Segmentation annotation rows

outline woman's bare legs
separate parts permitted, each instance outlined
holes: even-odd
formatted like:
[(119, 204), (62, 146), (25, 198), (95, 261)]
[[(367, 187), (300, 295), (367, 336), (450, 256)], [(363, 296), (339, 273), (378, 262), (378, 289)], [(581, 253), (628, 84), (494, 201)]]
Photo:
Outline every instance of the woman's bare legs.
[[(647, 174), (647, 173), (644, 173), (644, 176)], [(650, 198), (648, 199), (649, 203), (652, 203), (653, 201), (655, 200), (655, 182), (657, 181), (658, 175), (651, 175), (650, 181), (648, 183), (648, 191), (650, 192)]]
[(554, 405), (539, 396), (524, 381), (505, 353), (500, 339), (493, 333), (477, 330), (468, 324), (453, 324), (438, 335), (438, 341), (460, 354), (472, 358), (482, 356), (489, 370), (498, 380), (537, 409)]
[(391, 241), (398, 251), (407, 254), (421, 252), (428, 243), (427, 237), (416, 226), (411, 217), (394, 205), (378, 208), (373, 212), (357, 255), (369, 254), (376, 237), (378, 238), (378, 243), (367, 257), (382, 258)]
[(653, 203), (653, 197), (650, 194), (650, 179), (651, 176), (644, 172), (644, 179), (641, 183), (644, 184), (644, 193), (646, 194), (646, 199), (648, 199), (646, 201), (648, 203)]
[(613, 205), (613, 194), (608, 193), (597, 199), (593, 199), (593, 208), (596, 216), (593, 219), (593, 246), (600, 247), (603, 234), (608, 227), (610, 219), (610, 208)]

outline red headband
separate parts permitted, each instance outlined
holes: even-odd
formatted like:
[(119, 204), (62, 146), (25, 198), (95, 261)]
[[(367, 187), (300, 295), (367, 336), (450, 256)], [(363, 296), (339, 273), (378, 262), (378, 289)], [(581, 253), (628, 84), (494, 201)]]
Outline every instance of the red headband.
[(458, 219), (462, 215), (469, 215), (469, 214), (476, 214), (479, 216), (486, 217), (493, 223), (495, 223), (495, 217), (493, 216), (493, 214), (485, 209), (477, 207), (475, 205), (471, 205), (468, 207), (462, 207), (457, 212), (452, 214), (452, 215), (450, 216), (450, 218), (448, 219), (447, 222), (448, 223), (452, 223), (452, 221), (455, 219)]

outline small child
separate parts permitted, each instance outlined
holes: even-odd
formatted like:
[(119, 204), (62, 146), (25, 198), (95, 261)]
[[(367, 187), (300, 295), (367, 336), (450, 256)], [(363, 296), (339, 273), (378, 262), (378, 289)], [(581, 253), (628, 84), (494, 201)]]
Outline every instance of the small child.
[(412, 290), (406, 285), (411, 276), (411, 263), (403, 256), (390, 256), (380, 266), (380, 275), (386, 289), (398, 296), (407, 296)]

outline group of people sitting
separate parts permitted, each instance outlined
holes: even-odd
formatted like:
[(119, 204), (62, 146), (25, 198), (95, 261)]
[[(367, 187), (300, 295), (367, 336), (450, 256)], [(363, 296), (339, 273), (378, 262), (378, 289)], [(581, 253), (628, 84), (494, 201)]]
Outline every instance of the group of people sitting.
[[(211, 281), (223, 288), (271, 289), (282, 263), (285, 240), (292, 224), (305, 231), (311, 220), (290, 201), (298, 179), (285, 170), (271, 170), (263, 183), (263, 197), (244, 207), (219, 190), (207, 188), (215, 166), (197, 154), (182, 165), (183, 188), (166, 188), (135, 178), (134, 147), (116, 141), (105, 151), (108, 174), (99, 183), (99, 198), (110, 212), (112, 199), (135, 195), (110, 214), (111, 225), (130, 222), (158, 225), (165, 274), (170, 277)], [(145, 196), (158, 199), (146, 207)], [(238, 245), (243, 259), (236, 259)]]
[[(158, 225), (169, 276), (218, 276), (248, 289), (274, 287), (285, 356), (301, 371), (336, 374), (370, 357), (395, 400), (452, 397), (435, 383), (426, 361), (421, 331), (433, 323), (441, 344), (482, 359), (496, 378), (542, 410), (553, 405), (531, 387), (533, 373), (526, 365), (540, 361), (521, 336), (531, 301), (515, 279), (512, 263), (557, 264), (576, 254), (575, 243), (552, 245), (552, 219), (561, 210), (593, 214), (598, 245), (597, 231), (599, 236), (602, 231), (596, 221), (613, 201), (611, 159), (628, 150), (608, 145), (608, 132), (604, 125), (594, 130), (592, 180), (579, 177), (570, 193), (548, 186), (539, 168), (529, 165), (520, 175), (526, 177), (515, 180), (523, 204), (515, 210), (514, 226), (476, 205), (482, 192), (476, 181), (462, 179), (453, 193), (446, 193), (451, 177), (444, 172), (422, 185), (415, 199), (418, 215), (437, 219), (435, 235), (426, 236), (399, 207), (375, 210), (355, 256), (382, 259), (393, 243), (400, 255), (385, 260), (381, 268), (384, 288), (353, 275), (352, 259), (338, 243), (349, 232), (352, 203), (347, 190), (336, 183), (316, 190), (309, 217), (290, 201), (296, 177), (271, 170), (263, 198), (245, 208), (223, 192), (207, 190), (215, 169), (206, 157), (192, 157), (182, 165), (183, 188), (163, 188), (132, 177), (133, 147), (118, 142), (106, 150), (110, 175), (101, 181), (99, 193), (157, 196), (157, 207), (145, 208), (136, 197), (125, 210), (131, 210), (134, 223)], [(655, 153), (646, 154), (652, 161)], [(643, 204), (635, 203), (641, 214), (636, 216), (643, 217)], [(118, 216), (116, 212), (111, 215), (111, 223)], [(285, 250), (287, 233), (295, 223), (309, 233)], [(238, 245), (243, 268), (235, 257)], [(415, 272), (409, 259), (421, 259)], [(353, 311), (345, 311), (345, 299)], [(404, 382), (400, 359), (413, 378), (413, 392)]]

Requirement: Can you rewrite the lines between the ones holding "outline red headband" and "221), (455, 219)]", inclusive, offsetting every coordinate in the answers by +122 and keeping all other lines as they are?

Problem solution:
outline red headband
separate parts permitted, each instance outlined
holes: even-odd
formatted like:
[(119, 204), (62, 146), (25, 198), (95, 261)]
[[(367, 187), (300, 295), (367, 336), (450, 256)], [(363, 296), (339, 273), (378, 262), (378, 289)], [(581, 253), (628, 84), (494, 201)]]
Outline every instance of the red headband.
[(580, 341), (584, 337), (591, 337), (591, 336), (598, 336), (601, 338), (608, 339), (615, 345), (617, 345), (617, 339), (615, 338), (615, 336), (607, 331), (599, 329), (597, 327), (593, 327), (590, 329), (584, 329), (579, 334), (574, 336), (574, 337), (572, 338), (572, 340), (570, 341), (569, 344), (570, 345), (574, 345), (574, 343), (577, 341)]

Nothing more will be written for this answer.